Excerpt to read:
==================================================

U.S. Constitution's Article I Section 10 including the included "emit Bills of Credit."

No State shall enter into any Treaty, Alliance, or Confederation; grant Letters of Marque and Reprisal; coin Money; emit Bills of Credit; make any Thing but gold and silver Coin a Tender in Payment of Debts; pass any Bill of Attainder, ex post facto Law, or Law impairing the Obligation of Contracts, or grant any Title of Nobility.

- The Confederate Constitution enabled states to tax ships by omitting the phrase from the U.S. Constitution that prohibits it.

Article I Section 9(7)

No preference shall be given by any regulation of commerce or revenue to the ports of one State over those of another.

The U.S. Constitution reads:

No Preference shall be given by any Regulation of Commerce or Revenue to the Ports of one State over those of another: nor shall Vessels bound to, or from, one State, be obliged to enter, clear, or pay Duties in another.

The ability to tax ships to raise revenue for the Confederate States is reinforced in Article 1 Section 10(3).

Article I Section 10(3)

No State shall, without the consent of Congress, lay any duty on tonnage, except on seagoing vessels, for the improvement of its rivers and harbors navigated by the said vessels; but such duties shall not conflict with any treaties of the Confederate States with foreign nations; and any surplus revenue thus derived shall, after making such improvement, be paid into the common treasury.

The Confederate States lost a few rights that the Union states retained.
- States lost the right to determine if foreigners can vote in their states: Article I Section 2(1) as mentioned above.
- States also lost the ability to restrict the rights of traveling and sojourning slave owners: Article IV Section 2(1) as mentioned above. (Many Southerners were already of the opinion that the U.S. Constitution already protected the rights of sojourning and traveling slave owners and that the Confederate Constitution merely made it explicit.)

==================================================

[Labeled-object pointing entries]
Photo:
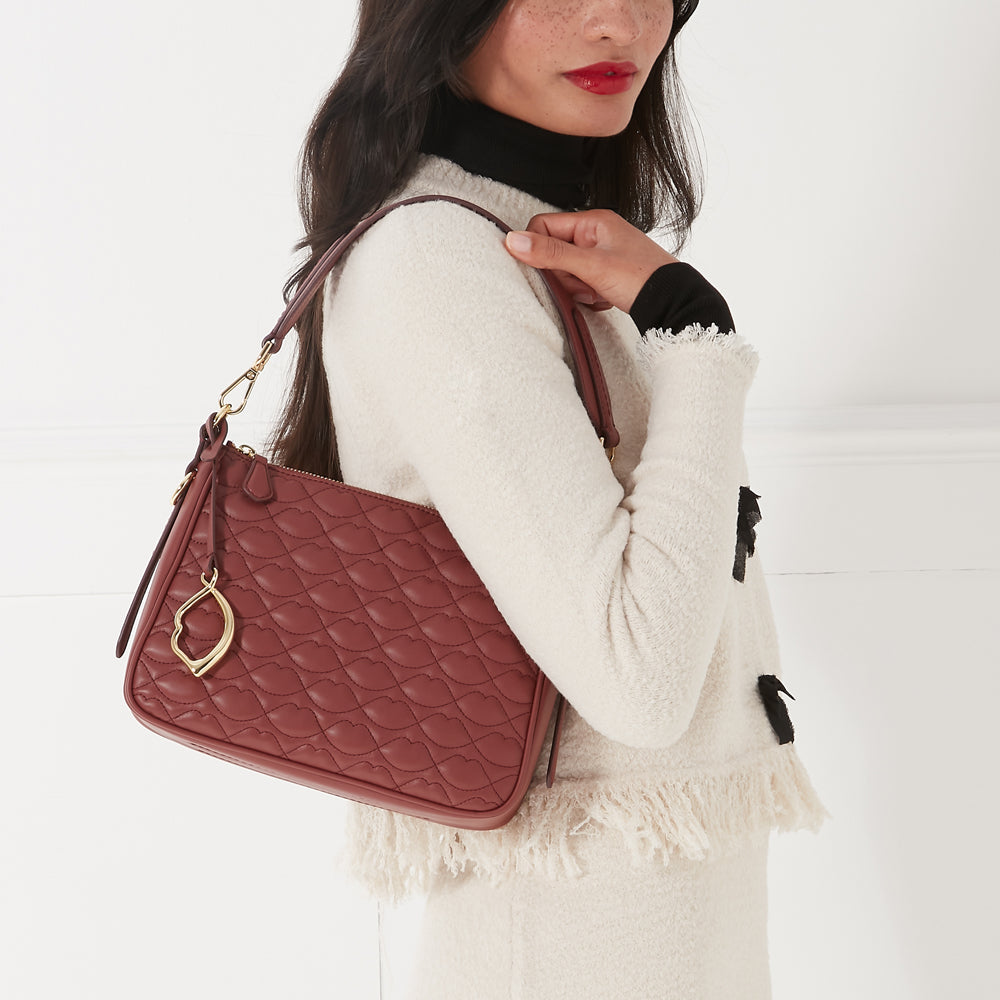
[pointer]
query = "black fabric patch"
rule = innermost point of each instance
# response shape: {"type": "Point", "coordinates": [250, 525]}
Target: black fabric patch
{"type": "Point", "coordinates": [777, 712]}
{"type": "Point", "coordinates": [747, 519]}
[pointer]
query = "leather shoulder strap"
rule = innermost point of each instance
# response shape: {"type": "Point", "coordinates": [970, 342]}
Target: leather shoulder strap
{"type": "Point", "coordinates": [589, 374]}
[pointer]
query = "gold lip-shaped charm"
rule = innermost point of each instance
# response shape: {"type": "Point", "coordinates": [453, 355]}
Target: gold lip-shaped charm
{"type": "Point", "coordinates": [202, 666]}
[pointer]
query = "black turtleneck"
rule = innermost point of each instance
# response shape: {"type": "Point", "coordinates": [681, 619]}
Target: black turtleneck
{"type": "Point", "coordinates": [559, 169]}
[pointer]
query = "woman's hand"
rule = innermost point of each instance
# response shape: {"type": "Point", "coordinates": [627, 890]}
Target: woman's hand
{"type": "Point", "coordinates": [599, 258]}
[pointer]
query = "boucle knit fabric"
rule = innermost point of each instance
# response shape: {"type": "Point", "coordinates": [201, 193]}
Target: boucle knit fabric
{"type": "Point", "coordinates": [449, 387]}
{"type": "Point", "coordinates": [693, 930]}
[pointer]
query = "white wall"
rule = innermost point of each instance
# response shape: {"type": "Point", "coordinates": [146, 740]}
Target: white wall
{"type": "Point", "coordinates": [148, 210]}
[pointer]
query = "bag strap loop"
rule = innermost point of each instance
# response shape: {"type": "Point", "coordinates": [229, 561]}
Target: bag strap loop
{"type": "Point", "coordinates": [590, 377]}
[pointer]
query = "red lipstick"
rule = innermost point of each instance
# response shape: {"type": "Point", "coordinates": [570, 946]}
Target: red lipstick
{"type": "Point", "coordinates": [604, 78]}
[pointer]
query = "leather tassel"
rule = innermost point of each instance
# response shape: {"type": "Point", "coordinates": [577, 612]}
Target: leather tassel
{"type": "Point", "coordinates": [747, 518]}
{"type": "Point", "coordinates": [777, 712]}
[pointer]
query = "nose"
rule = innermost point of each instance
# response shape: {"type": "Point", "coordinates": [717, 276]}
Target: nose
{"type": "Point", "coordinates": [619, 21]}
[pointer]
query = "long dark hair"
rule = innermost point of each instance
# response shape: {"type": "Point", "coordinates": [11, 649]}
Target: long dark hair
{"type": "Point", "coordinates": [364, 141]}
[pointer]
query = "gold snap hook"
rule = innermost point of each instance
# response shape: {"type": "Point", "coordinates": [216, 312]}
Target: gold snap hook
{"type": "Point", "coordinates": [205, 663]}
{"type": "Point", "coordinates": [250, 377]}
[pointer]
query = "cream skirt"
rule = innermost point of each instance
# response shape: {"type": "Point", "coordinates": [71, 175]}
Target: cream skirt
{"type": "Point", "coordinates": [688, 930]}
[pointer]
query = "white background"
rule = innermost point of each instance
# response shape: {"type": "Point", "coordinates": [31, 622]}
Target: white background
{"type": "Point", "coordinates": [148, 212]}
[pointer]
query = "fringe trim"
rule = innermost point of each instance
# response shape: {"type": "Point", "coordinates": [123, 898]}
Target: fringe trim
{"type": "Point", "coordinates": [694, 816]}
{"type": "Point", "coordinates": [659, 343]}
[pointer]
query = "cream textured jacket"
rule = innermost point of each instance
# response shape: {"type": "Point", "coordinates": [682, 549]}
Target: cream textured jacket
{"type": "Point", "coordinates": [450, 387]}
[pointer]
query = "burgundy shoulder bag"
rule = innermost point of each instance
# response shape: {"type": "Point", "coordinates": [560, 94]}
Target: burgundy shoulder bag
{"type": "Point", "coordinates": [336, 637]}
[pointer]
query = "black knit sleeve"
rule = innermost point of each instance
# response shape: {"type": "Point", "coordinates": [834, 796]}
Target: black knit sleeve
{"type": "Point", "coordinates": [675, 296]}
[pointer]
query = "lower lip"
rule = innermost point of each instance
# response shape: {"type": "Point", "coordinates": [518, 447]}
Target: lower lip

==================================================

Requests:
1. How many lines of the records contain the string "woman", counting only matches with the same case? Reply with the number alone.
2. Carry on the excerpt comparing the Confederate and U.S. Constitutions, starting right after its final sentence.

Results in order:
1. 2

2.
Article I Section 9(6)

No tax or duty shall be laid on articles exported from any State, except by a vote of two-thirds of both Houses.

- The Confederate Constitution contained many of the phrases and clauses that had led to disagreement among U.S. states, including a Supremacy Clause, a Commerce Clause, and a Necessary and Proper Clause. The Supremacy Clause and the Necessary and Proper Clause are nearly identical in both constitutions.
  - The Commerce Clause differed slightly from the U.S. version in that the Confederate Congress was prevented from appropriating money for "internal improvements" to "facilitate commerce,".

==Signers==
The signers and the states they represented were:
- Howell Cobb, President of the Congress
- South Carolina: R. Barnwell Rhett, C. G. Memminger, Wm. Porcher Miles, James Chesnut, Jr., R. W. Barnwell, William W. Boyce, Laurence Keitt, T. J. Withers
- Georgia: R. Toombs, Francis S. Bartow, Martin J. Crawford, Alexander H. Stephens, Benjamin H. Hill, Thos. R. R. Cobb, E. A. Nisbet, Augustus R. Wright, A. H. Kenan
- Florida: Jackson Morton, J. Patton Anderson, Jas. B. Owens
- Alabama: Richard W. Walker, Robt. H. Smith, Colin J. McRae, William P. Chilton, Stephen F. Hale, David P. Lewis, Tho. Fearn, Jno. Gill Shorter, J. L. M. Curry
- Mississippi: Alex. M. Clayton, James T. Harrison, William S. Barry, W. S. Wilson, Walker Brooke, W. P. Harris, J. A. P. Campbell
- Louisiana: John Perkins Jr., Alex. de Clouet, C. M. Conrad, Duncan F. Kenner, Henry Marshall, Edward Sparrow
- Texas: John Hemphill, Thomas N. Waul, John H. Reagan, Williamson S. Oldham, Louis T. Wigfall, John Gregg, William Beck Ochiltree

==Ratification==

Congress began to move for ratification of the Confederate States Constitution on March 11, 1861:

| State |  | Date |
|---|---|---|
| 1 | Alabama | March 13, 1861 |
| 2 | Georgia | March 16, 1861 |
| 3 | Louisiana | March 21, 1861 |
| 4 | Texas | March 23, 1861 |
| 5 | Mississippi | March 29, 1861 |
| 6 | South Carolina | April 3, 1861 |
| 7 | Florida | April 22, 1861 |

==Judicial review==
Although the Confederate States Supreme Court was never constituted, the supreme courts of the various Confederate states issued numerous decisions interpreting the Confederate Constitution. Unsurprisingly, since the Confederate Constitution was based on the United States Constitution, the Confederate State Supreme Courts often used U.S. Supreme Court precedents. The jurisprudence of the Marshall Court thus influenced the interpretation of the Confederate Constitution. The state courts repeatedly upheld robust powers of the Confederate Congress, especially on matters of military necessity.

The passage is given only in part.